— START Text excerpt —

Homework will be assigned each day. Reading and writing will serve as the basis for much of your learning in this course. When you are asked to read or write something, the following is expected:

v  Read in a manner that enables you to be an active participant in discussions of text.

v  Write in a manner that represents a meaningful response to a posed question and illustrates attention to grammar and the mechanics of writing.

Course Readings

Each day will include a discussion of the previous night’s reading.

Analyzing Mathematics Textbooks

Teachers will analyze the textbooks they use as elementary teachers, using the Posner questions to frame their analyses, and Posner textbook chapters, other course readings, and three additional articles to support the analysis. Discussions will center on textbooks as curriculum. Some class time will be given to research textbooks and answer curriculum analysis questions. Teachers will use pp. 20-22 of the Posner text to guide their analyses of their textbooks. Part of the end-of-course assignment will involve a written analysis of curriculum. Teachers will work in groups (of people using the same textbook). If someone’s textbook is unique, that person can choose to work alone or join another group analyzing a similar book.

What is Curriculum?

This question will be revisited periodically across the course, as well as: What drives curriculum? How do teachers, students, content, standards, and assessment combine to create something we call “curriculum”?

Problematizing Curriculum

We will read articles centering on “Problematizing Curriculum” and conduct a related project, called a problem analysis, which ties to the Algebraic Thinking in the K-4 Classroom course [if you are not enrolled in the morning course, you will still be able to complete this assignment]. The advantages and disadvantages of “problematizing curriculum” can be identified based on different perspectives on curriculum that we will learn in this course. The integration of your problem analysis experience and the readings of the literature and Posner textbook will be part of the end-of-course-assignment.

Standards and Curriculum

Teachers will analyze the Nebraska State Standards for Mathematics (2009 version), the NCTM (2000) Standards, the NCTM (2006) Focal Points, and the Common Core State Standards (June 1, 2010). We will look at standards as curriculum. We will compare and contrast the various standards with teachers’ textbooks. We will also compare the U.S. mathematics standards with other high-achieving countries’ mathematics standards to explore the cultural differences.

National Curriculum

NCTM’s “Guiding Principles for mathematics curriculum and assessment” discusses the idea of a national curriculum for school mathematics. In this course, we’ll consider assessments as curriculum, and discuss advantages and limitations of the idea of a de facto national curriculum. Part of the end-of-course assignment will be to examine and take a position on the idea of a national curriculum (Is there one? If so, what does it look like? Should there be one?)

— END Text excerpt —
— START Given information —

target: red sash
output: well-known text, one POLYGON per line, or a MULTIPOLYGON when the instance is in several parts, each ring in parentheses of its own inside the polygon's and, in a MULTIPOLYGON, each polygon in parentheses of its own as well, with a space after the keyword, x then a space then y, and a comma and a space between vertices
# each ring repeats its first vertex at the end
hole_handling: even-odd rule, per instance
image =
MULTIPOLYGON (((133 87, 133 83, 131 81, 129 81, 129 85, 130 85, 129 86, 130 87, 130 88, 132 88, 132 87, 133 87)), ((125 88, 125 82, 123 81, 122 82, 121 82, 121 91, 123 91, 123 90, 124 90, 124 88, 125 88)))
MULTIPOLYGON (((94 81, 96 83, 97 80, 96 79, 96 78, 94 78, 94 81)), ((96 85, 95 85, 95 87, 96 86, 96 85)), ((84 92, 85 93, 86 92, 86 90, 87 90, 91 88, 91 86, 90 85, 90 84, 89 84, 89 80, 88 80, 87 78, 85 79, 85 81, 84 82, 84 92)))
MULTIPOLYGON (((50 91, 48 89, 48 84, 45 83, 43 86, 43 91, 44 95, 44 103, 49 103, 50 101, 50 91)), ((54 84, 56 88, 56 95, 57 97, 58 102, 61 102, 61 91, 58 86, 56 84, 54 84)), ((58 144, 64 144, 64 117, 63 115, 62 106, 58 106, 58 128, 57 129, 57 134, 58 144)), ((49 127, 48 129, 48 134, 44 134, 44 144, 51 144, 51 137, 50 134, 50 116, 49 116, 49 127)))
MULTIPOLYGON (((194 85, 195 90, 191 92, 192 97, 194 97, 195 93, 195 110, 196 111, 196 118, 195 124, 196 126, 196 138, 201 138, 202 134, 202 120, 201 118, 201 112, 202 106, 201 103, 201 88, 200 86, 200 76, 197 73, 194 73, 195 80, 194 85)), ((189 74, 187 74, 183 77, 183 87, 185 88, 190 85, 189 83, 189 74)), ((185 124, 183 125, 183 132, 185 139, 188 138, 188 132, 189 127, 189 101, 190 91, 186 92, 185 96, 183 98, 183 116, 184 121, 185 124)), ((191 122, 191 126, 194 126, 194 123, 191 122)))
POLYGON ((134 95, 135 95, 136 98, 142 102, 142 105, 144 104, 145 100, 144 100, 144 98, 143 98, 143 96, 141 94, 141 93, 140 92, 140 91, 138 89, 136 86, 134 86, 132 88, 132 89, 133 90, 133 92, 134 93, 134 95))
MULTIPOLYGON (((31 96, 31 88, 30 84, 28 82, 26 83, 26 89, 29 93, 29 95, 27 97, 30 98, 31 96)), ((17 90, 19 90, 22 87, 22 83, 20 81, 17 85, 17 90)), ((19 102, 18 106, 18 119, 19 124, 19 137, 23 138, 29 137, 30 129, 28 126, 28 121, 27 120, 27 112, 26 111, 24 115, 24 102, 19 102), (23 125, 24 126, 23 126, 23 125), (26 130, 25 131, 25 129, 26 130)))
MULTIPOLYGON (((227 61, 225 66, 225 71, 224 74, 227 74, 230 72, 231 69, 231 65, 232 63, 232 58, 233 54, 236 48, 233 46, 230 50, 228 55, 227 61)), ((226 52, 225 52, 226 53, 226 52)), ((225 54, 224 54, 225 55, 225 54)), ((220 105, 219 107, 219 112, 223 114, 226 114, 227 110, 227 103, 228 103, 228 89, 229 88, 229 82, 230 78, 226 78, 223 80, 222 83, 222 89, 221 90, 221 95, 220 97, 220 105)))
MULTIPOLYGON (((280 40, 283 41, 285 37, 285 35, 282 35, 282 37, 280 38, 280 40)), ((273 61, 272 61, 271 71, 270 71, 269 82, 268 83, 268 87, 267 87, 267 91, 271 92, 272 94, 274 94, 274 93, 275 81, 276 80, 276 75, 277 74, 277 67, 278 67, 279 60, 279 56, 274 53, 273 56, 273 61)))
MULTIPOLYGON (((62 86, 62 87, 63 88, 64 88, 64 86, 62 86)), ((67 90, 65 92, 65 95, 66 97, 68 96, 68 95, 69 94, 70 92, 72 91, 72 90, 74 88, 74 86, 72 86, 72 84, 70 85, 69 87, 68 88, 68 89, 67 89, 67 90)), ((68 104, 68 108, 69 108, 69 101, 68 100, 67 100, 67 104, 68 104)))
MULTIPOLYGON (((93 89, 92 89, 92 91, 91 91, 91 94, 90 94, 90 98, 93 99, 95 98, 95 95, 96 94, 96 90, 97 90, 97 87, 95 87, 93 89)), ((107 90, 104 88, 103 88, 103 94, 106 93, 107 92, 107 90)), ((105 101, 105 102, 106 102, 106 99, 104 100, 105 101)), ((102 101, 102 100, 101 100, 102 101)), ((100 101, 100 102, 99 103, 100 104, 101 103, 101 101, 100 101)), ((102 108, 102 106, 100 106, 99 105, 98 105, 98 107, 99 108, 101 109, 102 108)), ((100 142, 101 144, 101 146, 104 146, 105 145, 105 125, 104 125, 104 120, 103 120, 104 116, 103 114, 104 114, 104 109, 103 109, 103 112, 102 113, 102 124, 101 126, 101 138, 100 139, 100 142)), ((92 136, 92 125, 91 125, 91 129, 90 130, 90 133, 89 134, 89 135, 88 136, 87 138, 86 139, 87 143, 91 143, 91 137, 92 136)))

— END Given information —

- Work to do -
A: Reproduce from the syllabus excerpt, word for word, the passage starting with "Each day will" and going on through "What is Curriculum?".
B: For each statement, answer yes or no according to the syllabus excerpt and quote the words that settle it: (i) Pages 20-22 of the Posner text guide the textbook analyses. (ii) Someone not enrolled in the morning course cannot complete the problem analysis. (iii) Each teacher must analyze a textbook alone.
The rows that come after the syllabus excerpt play no part in this work.

- Answers to the exercises -
A:
Each day will include a discussion of the previous night’s reading.

Analyzing Mathematics Textbooks

Teachers will analyze the textbooks they use as elementary teachers, using the Posner questions to frame their analyses, and Posner textbook chapters, other course readings, and three additional articles to support the analysis. Discussions will center on textbooks as curriculum. Some class time will be given to research textbooks and answer curriculum analysis questions. Teachers will use pp. 20-22 of the Posner text to guide their analyses of their textbooks. Part of the end-of-course assignment will involve a written analysis of curriculum. Teachers will work in groups (of people using the same textbook). If someone’s textbook is unique, that person can choose to work alone or join another group analyzing a similar book.

What is Curriculum?

B:
(i) Yes: "Teachers will use pp. 20-22 of the Posner text to guide their analyses of their textbooks."
(ii) No: "if you are not enrolled in the morning course, you will still be able to complete this assignment"
(iii) No: "Teachers will work in groups (of people using the same textbook)."